▶ SET TASK: Please arrange the lines of the items below as a JSON list of strings, one string per line, with blank lines left out.

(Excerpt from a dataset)
········
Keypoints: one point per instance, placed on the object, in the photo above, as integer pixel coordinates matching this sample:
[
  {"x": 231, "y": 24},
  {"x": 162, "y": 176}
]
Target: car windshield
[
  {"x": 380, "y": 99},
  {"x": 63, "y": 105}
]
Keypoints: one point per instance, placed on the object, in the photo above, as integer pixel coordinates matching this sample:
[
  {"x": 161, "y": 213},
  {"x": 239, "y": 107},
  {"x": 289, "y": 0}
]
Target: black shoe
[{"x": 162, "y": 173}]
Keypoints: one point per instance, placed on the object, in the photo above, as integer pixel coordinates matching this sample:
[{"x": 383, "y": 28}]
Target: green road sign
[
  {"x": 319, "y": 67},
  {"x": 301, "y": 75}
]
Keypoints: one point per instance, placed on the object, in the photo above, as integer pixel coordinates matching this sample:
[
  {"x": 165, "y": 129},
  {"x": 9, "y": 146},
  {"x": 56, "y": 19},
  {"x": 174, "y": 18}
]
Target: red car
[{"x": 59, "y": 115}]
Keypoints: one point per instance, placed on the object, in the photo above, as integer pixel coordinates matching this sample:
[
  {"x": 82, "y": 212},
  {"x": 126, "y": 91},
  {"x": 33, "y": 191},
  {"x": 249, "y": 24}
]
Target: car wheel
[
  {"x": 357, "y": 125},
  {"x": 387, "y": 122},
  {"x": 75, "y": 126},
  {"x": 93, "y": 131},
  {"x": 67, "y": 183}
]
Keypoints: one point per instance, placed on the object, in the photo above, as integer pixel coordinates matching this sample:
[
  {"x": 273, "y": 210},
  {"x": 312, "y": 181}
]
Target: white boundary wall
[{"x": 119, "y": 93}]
········
▶ WORKED ANSWER:
[
  "Keypoints: one point per instance, placed on the object, in the photo above, as integer pixel coordinates matching this sample:",
  "[",
  "  {\"x\": 231, \"y\": 24},",
  "  {\"x\": 162, \"y\": 176}",
  "]",
  "Target: car windshield",
  "[",
  "  {\"x\": 380, \"y\": 99},",
  "  {\"x\": 63, \"y\": 105}",
  "]",
  "Keypoints: one point per instance, placed on the object, in the photo above, as integer pixel coordinates matching this sample:",
  "[",
  "  {\"x\": 161, \"y\": 213},",
  "  {\"x\": 239, \"y\": 107},",
  "  {\"x\": 289, \"y\": 0}",
  "]",
  "Target: black shoe",
  "[{\"x\": 162, \"y\": 173}]",
  "Keypoints: one point per instance, placed on the object, in the photo above, as integer pixel coordinates matching this sample:",
  "[{\"x\": 383, \"y\": 28}]",
  "Target: green road sign",
  "[",
  "  {\"x\": 319, \"y\": 67},",
  "  {\"x\": 301, \"y\": 75}",
  "]",
  "Keypoints: one point per instance, placed on the object, in the photo above, as integer pixel coordinates matching this sample:",
  "[",
  "  {\"x\": 165, \"y\": 129},",
  "  {\"x\": 9, \"y\": 146},",
  "  {\"x\": 56, \"y\": 19},",
  "  {\"x\": 174, \"y\": 18}",
  "]",
  "Target: red car",
  "[{\"x\": 59, \"y\": 115}]",
  "Keypoints: one point per instance, placed on the object, in the photo above, as integer pixel coordinates matching this sample:",
  "[",
  "  {\"x\": 82, \"y\": 212},",
  "  {\"x\": 126, \"y\": 91},",
  "  {\"x\": 33, \"y\": 191},",
  "  {\"x\": 249, \"y\": 24}",
  "]",
  "Target: car wheel",
  "[",
  "  {\"x\": 357, \"y\": 125},",
  "  {\"x\": 387, \"y\": 122},",
  "  {\"x\": 75, \"y\": 126},",
  "  {\"x\": 93, \"y\": 131},",
  "  {\"x\": 67, \"y\": 183}",
  "]",
  "Keypoints: one point per instance, placed on the object, in the photo above, as integer pixel coordinates matching this sample:",
  "[",
  "  {\"x\": 273, \"y\": 210},",
  "  {\"x\": 312, \"y\": 181}",
  "]",
  "Target: white boundary wall",
  "[{\"x\": 119, \"y\": 93}]"
]